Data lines
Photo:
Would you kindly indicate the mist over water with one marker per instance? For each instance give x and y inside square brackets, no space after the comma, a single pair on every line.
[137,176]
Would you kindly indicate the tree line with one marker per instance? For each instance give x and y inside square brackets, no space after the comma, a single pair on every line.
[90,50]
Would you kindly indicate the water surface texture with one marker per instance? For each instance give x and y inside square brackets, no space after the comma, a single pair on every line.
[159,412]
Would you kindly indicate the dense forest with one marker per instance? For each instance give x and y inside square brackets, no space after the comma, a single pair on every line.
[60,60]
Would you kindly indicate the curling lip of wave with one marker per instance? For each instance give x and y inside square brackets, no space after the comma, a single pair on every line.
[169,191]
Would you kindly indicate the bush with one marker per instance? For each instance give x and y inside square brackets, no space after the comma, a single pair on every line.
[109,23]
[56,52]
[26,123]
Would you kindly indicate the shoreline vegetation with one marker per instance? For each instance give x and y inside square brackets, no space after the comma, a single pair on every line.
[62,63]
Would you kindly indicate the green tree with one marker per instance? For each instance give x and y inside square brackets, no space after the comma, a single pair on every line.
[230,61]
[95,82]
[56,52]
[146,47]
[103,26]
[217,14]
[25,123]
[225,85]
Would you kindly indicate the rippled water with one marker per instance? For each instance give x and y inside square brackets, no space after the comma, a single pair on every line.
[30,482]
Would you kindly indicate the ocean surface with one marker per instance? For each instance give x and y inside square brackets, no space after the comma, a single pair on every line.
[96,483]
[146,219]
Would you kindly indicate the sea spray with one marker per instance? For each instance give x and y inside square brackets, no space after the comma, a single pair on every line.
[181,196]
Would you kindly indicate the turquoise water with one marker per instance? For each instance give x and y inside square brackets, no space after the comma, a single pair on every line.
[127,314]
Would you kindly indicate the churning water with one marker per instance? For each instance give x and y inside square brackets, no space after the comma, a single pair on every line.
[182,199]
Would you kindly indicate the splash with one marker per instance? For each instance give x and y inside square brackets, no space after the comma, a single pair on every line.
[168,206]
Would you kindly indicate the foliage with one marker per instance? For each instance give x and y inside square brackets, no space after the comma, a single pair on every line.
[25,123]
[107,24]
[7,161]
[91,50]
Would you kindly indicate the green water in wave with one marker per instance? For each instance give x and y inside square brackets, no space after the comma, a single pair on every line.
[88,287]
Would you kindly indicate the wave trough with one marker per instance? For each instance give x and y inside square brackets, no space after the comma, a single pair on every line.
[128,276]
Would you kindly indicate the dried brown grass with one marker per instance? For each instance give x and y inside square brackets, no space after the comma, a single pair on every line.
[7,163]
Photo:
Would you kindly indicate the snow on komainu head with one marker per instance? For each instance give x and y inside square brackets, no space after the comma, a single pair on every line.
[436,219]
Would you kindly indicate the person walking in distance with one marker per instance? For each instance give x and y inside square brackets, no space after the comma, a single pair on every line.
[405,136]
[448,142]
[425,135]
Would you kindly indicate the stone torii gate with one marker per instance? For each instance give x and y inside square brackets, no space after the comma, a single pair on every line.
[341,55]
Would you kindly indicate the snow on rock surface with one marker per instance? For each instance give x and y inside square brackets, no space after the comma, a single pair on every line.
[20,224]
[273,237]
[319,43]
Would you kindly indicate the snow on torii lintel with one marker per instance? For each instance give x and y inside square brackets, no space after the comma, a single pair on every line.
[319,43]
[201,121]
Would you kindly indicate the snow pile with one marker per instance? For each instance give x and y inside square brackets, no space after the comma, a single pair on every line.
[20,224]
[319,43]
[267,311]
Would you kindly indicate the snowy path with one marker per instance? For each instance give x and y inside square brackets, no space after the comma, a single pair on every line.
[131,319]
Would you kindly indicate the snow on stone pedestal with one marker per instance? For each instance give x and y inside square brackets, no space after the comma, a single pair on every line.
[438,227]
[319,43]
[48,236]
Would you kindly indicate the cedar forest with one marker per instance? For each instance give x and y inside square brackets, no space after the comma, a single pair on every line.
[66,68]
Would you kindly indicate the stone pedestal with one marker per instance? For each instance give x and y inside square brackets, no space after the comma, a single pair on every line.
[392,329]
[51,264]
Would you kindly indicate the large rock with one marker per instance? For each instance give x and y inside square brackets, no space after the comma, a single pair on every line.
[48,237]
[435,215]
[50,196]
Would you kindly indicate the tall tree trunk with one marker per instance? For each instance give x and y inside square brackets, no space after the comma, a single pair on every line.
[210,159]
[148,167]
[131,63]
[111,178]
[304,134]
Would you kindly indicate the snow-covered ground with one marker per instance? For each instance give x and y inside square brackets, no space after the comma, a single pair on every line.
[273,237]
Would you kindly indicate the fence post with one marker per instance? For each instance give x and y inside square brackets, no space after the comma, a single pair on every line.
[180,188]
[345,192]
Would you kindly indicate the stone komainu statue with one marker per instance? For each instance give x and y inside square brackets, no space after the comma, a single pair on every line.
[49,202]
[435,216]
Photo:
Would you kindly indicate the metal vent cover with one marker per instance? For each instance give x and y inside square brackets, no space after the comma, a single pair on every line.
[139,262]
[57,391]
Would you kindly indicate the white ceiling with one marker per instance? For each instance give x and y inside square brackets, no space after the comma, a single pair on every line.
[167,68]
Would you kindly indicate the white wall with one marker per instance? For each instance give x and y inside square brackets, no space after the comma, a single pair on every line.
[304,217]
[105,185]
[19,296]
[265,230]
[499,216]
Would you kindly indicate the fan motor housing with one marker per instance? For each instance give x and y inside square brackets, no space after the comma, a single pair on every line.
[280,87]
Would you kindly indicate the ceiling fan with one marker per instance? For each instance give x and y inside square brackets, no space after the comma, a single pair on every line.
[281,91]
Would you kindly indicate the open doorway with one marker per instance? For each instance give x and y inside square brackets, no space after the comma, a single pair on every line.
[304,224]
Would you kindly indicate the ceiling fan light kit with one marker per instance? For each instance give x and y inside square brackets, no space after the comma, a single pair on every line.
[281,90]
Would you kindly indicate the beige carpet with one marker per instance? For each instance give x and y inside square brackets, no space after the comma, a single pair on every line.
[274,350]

*TASK TO COMPLETE:* Print the part of the items above that opens with the line containing "Would you kindly indicate the beige" and closes at the end of the items. Reproduce each of those lines word for word.

*SOLUTION:*
Would you kindly indicate the beige carpet with one marker per instance? For each instance give x and y inside square brackets, no space after the comma, a single pair on every line.
[274,350]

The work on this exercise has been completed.